___ Data for the task
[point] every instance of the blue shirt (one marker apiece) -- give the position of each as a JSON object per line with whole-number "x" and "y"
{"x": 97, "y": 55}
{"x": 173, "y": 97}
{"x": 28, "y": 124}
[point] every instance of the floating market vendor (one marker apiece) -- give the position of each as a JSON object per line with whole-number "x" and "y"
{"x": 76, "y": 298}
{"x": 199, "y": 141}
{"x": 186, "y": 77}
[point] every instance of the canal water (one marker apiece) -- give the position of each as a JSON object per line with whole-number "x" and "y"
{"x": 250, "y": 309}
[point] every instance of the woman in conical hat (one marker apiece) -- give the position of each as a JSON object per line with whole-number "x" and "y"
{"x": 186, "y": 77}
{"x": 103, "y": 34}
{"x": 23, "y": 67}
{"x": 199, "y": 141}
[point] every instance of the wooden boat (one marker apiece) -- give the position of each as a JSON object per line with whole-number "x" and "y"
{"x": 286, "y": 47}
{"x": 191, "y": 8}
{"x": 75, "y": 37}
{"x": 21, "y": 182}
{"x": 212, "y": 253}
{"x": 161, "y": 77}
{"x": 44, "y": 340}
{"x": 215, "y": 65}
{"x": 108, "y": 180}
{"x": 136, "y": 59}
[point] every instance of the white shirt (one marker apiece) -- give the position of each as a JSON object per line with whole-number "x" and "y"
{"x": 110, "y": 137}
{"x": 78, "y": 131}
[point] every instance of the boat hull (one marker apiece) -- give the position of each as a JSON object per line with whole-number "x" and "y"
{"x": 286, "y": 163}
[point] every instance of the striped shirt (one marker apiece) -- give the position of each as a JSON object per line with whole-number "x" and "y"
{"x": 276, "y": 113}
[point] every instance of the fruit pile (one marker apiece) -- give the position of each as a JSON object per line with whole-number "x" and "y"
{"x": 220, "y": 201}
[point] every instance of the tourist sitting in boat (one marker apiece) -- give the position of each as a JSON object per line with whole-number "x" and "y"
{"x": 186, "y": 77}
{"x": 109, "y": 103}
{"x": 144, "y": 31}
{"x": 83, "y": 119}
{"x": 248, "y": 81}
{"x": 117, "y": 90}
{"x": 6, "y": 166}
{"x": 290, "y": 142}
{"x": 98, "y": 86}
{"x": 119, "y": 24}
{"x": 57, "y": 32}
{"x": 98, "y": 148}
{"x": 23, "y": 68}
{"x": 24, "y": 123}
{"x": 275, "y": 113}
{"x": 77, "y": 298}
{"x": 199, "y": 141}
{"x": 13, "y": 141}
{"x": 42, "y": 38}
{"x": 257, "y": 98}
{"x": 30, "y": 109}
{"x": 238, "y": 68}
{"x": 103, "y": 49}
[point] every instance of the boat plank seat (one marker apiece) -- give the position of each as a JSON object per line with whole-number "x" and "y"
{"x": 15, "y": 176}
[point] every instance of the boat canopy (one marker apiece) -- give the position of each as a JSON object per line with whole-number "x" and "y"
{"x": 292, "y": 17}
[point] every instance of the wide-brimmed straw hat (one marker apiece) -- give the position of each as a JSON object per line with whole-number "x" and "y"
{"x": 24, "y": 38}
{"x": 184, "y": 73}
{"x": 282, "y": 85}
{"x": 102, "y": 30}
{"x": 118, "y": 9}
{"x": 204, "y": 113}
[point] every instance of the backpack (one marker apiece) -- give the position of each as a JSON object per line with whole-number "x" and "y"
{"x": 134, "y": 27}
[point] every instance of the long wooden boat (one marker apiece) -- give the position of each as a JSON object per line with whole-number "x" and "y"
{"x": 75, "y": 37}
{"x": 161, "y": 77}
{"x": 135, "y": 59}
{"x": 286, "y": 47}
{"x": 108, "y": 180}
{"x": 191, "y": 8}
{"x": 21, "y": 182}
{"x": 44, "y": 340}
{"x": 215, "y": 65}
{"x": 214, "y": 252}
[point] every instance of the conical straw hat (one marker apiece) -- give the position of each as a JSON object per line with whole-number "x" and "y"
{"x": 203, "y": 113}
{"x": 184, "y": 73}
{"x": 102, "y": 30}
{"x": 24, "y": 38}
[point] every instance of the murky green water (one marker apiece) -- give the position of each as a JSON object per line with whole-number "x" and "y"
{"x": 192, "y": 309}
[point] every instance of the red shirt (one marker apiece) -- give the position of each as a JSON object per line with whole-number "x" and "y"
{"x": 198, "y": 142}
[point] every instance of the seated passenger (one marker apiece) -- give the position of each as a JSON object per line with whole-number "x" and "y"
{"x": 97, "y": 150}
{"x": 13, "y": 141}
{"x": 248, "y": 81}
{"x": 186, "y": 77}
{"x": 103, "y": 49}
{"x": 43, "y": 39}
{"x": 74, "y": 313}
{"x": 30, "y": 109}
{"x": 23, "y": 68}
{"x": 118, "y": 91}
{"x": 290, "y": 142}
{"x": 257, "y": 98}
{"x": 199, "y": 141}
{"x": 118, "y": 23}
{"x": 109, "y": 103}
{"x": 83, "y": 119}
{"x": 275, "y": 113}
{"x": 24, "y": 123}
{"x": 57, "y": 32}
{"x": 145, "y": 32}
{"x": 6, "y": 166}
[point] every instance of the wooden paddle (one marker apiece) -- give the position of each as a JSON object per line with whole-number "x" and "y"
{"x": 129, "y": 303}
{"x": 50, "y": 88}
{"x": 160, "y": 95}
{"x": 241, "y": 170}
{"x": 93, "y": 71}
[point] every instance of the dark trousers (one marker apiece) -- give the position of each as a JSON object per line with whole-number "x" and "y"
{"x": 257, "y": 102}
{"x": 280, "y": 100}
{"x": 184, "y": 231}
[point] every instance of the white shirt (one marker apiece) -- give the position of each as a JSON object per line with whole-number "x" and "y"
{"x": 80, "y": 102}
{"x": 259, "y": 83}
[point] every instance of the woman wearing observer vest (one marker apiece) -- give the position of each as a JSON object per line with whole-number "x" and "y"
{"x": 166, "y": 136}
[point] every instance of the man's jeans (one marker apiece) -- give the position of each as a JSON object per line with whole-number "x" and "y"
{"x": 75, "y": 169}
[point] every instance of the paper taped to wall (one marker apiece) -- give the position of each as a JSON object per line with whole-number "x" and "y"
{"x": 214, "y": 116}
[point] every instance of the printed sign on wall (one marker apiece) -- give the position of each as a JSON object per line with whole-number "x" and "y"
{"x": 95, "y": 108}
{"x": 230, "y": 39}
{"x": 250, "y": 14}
______
## Goal
Please repeat the material above, word for word and in full.

## Answer in full
[point] every instance of the blue shirt (one marker apiece) -- give the position of each as a JSON object per line with whole-number "x" and "y"
{"x": 97, "y": 55}
{"x": 173, "y": 97}
{"x": 28, "y": 124}
[point] every instance of the floating market vendor (one marker apiece) -- give the position of each as a JSON object per line with whole-number "x" and "y"
{"x": 76, "y": 298}
{"x": 199, "y": 141}
{"x": 186, "y": 77}
[point] every instance of the canal water (one marker apiece) -- give the position of each as a JSON object per line with whole-number "x" and "y"
{"x": 250, "y": 309}
[point] every instance of the woman in conical hat (one marker apiece) -- give the position of each as a JSON object per line with whole-number "x" and "y"
{"x": 186, "y": 77}
{"x": 103, "y": 34}
{"x": 23, "y": 67}
{"x": 199, "y": 141}
[point] every instance of the wooden boat (one marker apiece) -- give the position of each as a JSON object per line with whole-number "x" and "y"
{"x": 286, "y": 47}
{"x": 191, "y": 8}
{"x": 75, "y": 37}
{"x": 21, "y": 182}
{"x": 212, "y": 253}
{"x": 161, "y": 77}
{"x": 44, "y": 340}
{"x": 215, "y": 65}
{"x": 108, "y": 180}
{"x": 136, "y": 59}
[point] every instance of the white shirt (one marker apiece) -- give the position of each as a JSON object per line with whole-number "x" and "y"
{"x": 110, "y": 137}
{"x": 78, "y": 131}
[point] every instance of the boat hull (one marker apiece) -- give the position of each as a JSON object per line with whole-number "x" and "y"
{"x": 286, "y": 163}
[point] every instance of the striped shirt (one marker apiece) -- give the position of each as a JSON object per line with whole-number "x" and "y"
{"x": 276, "y": 113}
[point] every instance of the fruit pile (one marker apiece) -- give the position of each as a JSON object per line with whole-number "x" and "y"
{"x": 220, "y": 201}
[point] every instance of the tourist sitting in boat (one marker apiece) -- give the position of each as a JSON object per line with whole-number "x" and "y"
{"x": 186, "y": 77}
{"x": 109, "y": 103}
{"x": 144, "y": 31}
{"x": 83, "y": 119}
{"x": 248, "y": 81}
{"x": 117, "y": 90}
{"x": 6, "y": 166}
{"x": 290, "y": 142}
{"x": 98, "y": 86}
{"x": 119, "y": 24}
{"x": 57, "y": 32}
{"x": 98, "y": 148}
{"x": 23, "y": 68}
{"x": 24, "y": 123}
{"x": 275, "y": 113}
{"x": 77, "y": 298}
{"x": 199, "y": 141}
{"x": 13, "y": 141}
{"x": 42, "y": 38}
{"x": 257, "y": 98}
{"x": 30, "y": 109}
{"x": 238, "y": 68}
{"x": 103, "y": 49}
[point] every instance of the boat plank seat (one marker apiece) -- give the position of each as a JSON object per line with whole-number "x" and "y"
{"x": 15, "y": 176}
[point] every instance of the boat canopy (one marker apiece) -- give the position of each as a JSON object per line with whole-number "x" and "y"
{"x": 292, "y": 17}
[point] every instance of the wide-brimmed straw hat (one marker apiece) -- give the position of each as a JSON object per line with whole-number "x" and "y"
{"x": 24, "y": 38}
{"x": 184, "y": 73}
{"x": 282, "y": 85}
{"x": 102, "y": 30}
{"x": 118, "y": 9}
{"x": 204, "y": 113}
[point] every instance of the backpack (one marker apiece) -- give the position of each as a JSON object per line with whole-number "x" and "y"
{"x": 134, "y": 27}
[point] every instance of the long wooden boat (one marker apiece) -- give the position of each as a JSON object per line with whole-number "x" and "y"
{"x": 75, "y": 37}
{"x": 161, "y": 77}
{"x": 135, "y": 59}
{"x": 286, "y": 47}
{"x": 108, "y": 180}
{"x": 191, "y": 8}
{"x": 21, "y": 182}
{"x": 44, "y": 340}
{"x": 215, "y": 65}
{"x": 214, "y": 252}
[point] every instance of the conical straw hat (one marker apiece) -- give the position of each as a JSON object per line with whole-number "x" and "y"
{"x": 203, "y": 113}
{"x": 184, "y": 73}
{"x": 102, "y": 30}
{"x": 24, "y": 38}
[point] every instance of the murky green water (one marker apiece) -- give the position of each as a JSON object per line with whole-number "x" and "y"
{"x": 192, "y": 309}
[point] every instance of the red shirt (one marker apiece) -- give the position of each as a JSON object per line with whole-number "x" and "y"
{"x": 198, "y": 142}
[point] every instance of the seated passenger (one marker apiece) -- give the position of each as a JSON object per line with whole-number "x" and "y"
{"x": 97, "y": 150}
{"x": 13, "y": 141}
{"x": 248, "y": 81}
{"x": 186, "y": 77}
{"x": 103, "y": 49}
{"x": 43, "y": 39}
{"x": 74, "y": 313}
{"x": 30, "y": 109}
{"x": 23, "y": 68}
{"x": 118, "y": 91}
{"x": 290, "y": 142}
{"x": 257, "y": 98}
{"x": 199, "y": 141}
{"x": 118, "y": 23}
{"x": 109, "y": 103}
{"x": 83, "y": 119}
{"x": 275, "y": 113}
{"x": 24, "y": 123}
{"x": 57, "y": 32}
{"x": 145, "y": 32}
{"x": 6, "y": 166}
[point] every instance of the wooden paddle (one marker apiece) -- give the position of each as a JSON object per line with whole-number "x" and "y"
{"x": 129, "y": 303}
{"x": 50, "y": 88}
{"x": 160, "y": 95}
{"x": 241, "y": 170}
{"x": 93, "y": 71}
[point] every instance of the dark trousers (one marker apiece) -- give the position of each as a JSON object per line with whole-number "x" and "y"
{"x": 257, "y": 102}
{"x": 280, "y": 100}
{"x": 184, "y": 231}
[point] every instance of the white shirt (one marker apiece) -- give the position of each as a JSON object per line with whole-number "x" and "y"
{"x": 80, "y": 102}
{"x": 259, "y": 83}
[point] every instance of the woman wearing observer vest (one marker apiece) -- give the position of each as a JSON object per line with whole-number "x" and "y"
{"x": 166, "y": 136}
[point] every instance of the man's jeans (one marker apiece) -- give the position of each as a JSON object per line with whole-number "x" and "y"
{"x": 75, "y": 169}
[point] every instance of the paper taped to wall (one marker apiece) -- give the position of each as a JSON object per line with whole-number "x" and "y"
{"x": 214, "y": 116}
[point] every instance of the printed sign on wall (one marker apiece) -- give the position of each as a JSON object per line with whole-number "x" and "y"
{"x": 95, "y": 108}
{"x": 230, "y": 39}
{"x": 250, "y": 14}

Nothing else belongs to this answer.